◆ Instrucciones de tarea ◆
Sustituya "helicopter" por "aircraft" en las filas que van desde la que contiene "Task: pin the grass" hasta la que contiene "point(193, 11)", ambas incluidas. Reproduzca esas filas sin ningún otro cambio.

◆ Datos extraídos ◆
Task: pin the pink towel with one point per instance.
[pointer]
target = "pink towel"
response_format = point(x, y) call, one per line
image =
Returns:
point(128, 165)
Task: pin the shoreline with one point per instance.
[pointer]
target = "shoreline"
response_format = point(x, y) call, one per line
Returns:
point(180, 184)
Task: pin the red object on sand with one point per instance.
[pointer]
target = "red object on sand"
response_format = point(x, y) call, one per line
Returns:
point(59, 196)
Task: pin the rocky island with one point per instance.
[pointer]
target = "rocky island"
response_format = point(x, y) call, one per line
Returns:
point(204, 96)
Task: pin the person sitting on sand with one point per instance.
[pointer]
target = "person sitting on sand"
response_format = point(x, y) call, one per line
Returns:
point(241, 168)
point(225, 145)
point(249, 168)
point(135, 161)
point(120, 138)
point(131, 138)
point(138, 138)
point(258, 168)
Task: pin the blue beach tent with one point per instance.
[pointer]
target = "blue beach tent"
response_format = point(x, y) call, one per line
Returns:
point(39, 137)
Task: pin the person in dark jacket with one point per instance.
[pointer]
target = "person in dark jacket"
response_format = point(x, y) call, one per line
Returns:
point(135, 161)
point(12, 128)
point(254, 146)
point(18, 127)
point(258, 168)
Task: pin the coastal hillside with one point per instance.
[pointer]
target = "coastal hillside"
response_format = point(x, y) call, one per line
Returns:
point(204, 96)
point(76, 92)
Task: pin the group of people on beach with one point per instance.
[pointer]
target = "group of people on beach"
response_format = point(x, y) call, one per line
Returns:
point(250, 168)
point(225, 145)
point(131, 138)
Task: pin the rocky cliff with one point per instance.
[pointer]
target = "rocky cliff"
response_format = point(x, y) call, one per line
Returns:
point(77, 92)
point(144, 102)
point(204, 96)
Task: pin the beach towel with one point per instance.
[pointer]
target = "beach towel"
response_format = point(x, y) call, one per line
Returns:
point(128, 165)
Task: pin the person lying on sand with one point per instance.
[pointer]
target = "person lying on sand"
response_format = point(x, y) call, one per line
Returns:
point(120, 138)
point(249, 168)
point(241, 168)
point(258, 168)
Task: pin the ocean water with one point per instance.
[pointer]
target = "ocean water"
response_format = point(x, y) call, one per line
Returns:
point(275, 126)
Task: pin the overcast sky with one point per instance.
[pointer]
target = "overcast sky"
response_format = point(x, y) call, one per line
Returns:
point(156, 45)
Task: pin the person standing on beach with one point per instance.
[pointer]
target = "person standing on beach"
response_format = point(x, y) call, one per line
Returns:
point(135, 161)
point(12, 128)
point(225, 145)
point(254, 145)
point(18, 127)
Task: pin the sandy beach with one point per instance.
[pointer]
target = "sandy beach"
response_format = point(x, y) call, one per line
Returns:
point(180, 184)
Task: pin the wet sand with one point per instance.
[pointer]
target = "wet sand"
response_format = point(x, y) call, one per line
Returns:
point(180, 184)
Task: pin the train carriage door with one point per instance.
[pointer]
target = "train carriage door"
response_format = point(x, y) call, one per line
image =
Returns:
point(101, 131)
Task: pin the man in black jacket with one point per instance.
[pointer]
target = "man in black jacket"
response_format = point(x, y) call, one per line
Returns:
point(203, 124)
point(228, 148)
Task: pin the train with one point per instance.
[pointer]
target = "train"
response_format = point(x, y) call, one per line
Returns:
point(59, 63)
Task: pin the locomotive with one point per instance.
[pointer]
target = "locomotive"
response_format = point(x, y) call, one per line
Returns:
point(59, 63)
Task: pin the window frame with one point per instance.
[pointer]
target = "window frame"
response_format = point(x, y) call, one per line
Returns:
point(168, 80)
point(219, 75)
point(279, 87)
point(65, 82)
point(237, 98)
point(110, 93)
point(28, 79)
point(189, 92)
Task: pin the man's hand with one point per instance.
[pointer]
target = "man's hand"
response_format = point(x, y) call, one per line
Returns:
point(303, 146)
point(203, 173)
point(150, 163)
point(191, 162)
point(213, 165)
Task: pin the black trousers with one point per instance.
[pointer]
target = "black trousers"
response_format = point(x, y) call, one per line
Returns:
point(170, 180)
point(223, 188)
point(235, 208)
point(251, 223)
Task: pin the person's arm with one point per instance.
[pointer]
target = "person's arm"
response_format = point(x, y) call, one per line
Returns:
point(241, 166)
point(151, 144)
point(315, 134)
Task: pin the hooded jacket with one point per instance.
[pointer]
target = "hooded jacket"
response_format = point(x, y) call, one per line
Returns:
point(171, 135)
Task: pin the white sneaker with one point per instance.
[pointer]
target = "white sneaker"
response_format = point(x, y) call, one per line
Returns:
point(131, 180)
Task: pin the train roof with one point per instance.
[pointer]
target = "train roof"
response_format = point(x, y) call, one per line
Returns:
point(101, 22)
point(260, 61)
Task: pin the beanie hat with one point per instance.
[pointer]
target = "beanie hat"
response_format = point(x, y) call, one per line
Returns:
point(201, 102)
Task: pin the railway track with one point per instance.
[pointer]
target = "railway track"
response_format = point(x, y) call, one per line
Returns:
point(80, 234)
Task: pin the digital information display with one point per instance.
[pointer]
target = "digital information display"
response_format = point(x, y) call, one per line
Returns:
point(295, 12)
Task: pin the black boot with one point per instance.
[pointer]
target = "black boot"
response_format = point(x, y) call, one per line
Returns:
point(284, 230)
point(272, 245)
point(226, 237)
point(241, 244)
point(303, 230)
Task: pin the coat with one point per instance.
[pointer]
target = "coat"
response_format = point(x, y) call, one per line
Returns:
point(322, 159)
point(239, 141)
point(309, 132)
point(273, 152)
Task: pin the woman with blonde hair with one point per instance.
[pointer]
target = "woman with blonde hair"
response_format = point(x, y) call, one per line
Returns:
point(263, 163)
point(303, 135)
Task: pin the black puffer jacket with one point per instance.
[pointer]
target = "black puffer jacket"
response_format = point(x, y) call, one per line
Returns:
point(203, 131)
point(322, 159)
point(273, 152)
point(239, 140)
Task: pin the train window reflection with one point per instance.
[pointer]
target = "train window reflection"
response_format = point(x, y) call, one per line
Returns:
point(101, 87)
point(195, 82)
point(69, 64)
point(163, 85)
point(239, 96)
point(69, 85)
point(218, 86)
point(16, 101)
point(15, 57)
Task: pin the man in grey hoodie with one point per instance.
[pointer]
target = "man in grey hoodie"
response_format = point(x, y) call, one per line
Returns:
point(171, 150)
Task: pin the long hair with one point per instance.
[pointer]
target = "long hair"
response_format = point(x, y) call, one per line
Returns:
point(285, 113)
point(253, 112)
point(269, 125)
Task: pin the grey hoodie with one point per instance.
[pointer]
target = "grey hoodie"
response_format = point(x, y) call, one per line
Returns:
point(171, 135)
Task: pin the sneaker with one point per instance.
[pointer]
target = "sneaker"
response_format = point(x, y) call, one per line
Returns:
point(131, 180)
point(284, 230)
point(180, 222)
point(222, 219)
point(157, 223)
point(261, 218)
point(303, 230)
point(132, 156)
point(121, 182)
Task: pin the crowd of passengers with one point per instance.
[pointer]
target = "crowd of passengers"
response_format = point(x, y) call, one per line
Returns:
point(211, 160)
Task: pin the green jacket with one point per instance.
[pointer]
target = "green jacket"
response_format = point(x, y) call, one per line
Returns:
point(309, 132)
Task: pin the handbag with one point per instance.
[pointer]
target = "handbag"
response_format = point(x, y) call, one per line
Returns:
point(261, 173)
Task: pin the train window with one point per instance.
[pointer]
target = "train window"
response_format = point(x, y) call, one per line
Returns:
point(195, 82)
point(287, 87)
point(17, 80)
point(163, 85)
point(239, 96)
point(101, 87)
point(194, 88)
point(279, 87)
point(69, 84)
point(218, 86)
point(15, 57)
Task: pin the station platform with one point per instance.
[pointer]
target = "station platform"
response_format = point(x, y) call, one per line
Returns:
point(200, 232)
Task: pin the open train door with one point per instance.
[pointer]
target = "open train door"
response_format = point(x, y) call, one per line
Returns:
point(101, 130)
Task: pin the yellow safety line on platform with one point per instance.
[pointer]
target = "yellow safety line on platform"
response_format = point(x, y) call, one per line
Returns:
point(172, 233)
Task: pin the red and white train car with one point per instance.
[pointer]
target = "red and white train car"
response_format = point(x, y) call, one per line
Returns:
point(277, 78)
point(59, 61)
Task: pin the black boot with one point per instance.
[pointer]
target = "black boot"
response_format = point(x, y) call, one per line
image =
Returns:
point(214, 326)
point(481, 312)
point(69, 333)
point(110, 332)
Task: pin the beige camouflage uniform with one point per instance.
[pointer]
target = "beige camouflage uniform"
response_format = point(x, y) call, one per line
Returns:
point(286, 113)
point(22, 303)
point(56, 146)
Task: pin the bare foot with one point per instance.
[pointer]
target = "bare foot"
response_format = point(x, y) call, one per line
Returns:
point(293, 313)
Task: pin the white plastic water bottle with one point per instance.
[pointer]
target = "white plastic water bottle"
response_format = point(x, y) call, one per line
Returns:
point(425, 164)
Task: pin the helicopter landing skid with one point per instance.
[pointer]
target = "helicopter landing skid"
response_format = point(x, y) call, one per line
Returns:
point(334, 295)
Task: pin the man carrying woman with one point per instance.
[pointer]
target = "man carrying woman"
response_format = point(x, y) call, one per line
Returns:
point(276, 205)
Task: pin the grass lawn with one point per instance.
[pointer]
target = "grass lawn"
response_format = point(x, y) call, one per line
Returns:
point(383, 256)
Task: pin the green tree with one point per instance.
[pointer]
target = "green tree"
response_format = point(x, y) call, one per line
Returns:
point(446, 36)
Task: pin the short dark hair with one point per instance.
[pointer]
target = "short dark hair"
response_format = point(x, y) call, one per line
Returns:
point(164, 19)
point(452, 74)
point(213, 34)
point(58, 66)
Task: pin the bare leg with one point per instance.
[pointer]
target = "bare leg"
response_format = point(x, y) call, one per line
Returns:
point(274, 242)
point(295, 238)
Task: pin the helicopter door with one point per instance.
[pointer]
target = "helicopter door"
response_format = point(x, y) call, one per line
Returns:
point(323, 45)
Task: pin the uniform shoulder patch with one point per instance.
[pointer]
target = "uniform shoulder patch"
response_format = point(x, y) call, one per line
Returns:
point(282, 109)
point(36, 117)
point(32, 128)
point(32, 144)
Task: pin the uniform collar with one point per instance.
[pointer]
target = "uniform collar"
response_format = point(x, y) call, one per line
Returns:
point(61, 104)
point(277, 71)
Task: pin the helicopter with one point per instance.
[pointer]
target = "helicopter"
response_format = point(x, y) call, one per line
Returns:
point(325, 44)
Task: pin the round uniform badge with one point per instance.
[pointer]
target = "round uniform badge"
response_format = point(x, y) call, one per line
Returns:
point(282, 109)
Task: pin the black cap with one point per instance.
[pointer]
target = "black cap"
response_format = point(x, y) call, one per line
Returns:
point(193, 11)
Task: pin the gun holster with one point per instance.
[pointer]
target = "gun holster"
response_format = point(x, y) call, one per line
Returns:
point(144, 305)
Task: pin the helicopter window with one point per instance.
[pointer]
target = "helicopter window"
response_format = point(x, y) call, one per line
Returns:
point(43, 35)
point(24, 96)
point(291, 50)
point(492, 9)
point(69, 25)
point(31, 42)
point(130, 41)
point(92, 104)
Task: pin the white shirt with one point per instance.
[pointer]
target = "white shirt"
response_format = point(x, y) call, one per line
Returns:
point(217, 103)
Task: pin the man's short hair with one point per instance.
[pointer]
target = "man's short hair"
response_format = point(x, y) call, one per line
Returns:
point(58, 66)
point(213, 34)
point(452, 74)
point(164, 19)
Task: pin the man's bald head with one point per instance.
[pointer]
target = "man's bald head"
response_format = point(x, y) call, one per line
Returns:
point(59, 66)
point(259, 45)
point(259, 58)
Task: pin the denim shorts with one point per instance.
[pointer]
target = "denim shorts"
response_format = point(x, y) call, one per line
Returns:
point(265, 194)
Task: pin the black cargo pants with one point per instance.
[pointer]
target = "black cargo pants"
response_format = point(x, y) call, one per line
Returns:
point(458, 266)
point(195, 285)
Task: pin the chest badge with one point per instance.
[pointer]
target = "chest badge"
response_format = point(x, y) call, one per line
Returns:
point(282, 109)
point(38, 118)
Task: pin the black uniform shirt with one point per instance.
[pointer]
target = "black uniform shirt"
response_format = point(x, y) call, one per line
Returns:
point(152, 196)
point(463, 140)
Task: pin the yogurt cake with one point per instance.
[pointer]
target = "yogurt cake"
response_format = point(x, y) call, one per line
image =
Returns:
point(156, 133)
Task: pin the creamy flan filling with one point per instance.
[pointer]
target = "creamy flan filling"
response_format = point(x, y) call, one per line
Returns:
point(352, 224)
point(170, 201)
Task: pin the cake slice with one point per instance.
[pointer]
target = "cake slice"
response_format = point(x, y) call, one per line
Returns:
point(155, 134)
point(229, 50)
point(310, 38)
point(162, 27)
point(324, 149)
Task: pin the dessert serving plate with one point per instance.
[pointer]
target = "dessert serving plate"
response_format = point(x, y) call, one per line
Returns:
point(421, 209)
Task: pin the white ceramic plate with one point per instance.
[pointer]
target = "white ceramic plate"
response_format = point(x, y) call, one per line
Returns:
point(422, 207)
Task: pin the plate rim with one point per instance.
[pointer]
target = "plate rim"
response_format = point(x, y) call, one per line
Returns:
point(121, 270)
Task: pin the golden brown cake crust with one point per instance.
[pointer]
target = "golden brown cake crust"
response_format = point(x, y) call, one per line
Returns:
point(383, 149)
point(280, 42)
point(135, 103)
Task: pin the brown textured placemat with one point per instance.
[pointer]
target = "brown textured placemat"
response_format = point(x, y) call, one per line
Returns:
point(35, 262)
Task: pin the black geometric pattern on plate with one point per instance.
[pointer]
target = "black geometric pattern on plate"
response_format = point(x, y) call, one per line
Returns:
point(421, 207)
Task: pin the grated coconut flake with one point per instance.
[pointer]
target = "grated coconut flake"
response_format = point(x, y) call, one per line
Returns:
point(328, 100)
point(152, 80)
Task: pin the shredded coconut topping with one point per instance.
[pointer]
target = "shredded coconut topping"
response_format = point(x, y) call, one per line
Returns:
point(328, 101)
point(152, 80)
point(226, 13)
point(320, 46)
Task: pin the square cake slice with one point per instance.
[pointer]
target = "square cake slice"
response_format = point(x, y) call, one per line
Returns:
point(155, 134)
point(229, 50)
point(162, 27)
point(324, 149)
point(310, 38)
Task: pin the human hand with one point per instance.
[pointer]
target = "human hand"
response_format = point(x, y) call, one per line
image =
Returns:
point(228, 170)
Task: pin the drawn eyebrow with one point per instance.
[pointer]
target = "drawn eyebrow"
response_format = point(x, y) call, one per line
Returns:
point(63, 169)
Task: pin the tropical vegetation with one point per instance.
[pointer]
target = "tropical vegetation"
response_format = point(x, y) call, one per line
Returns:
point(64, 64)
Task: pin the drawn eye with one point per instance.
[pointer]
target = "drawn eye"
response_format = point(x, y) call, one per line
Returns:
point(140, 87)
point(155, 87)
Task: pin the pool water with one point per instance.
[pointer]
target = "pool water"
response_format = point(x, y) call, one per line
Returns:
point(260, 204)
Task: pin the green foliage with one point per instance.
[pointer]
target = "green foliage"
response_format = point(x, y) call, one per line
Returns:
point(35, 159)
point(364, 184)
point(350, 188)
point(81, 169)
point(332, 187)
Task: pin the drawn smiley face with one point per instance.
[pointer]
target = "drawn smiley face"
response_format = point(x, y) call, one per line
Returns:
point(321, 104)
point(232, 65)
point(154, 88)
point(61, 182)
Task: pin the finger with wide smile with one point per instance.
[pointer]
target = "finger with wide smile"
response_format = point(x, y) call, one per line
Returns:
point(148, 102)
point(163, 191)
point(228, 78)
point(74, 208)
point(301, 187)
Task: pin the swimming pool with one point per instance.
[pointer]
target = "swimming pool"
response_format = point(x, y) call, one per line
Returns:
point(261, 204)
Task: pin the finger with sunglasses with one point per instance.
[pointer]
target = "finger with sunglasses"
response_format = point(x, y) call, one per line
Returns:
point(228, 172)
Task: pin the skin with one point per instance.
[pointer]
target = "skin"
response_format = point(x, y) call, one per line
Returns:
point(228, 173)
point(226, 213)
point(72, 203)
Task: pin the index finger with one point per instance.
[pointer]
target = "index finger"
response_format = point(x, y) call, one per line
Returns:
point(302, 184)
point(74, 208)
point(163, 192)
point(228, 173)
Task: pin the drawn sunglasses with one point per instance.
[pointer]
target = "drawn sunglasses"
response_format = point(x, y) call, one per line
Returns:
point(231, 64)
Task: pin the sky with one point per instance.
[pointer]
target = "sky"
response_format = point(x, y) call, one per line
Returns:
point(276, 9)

◆ Tarea completada ◆
Task: pin the grass lawn with one point per instance.
[pointer]
target = "grass lawn"
response_format = point(x, y) call, one per line
Returns:
point(383, 256)
Task: pin the green tree with one point per instance.
[pointer]
target = "green tree"
response_format = point(x, y) call, one per line
Returns:
point(446, 36)
Task: pin the short dark hair with one point per instance.
[pointer]
target = "short dark hair"
response_format = point(x, y) call, one per line
Returns:
point(164, 19)
point(452, 74)
point(213, 34)
point(58, 66)
Task: pin the bare leg with one point per instance.
[pointer]
target = "bare leg"
response_format = point(x, y) call, one per line
Returns:
point(274, 242)
point(295, 238)
Task: pin the aircraft door with one point per instance.
[pointer]
target = "aircraft door"
response_format = point(x, y) call, one per line
Returns:
point(323, 45)
Task: pin the uniform shoulder patch with one point per instance.
[pointer]
target = "uniform shoulder patch"
response_format = point(x, y) call, one per line
Returns:
point(282, 109)
point(36, 117)
point(32, 128)
point(32, 144)
Task: pin the uniform collar with one point per instance.
[pointer]
target = "uniform collar"
response_format = point(x, y) call, one per line
Returns:
point(61, 104)
point(277, 71)
Task: pin the aircraft with one point per instance.
[pointer]
target = "aircraft"
response_format = point(x, y) call, one per line
Returns:
point(325, 44)
Task: pin the round uniform badge with one point per instance.
[pointer]
target = "round uniform badge"
response_format = point(x, y) call, one per line
Returns:
point(282, 109)
Task: pin the black cap with one point per instance.
[pointer]
target = "black cap"
response_format = point(x, y) call, one per line
Returns:
point(193, 11)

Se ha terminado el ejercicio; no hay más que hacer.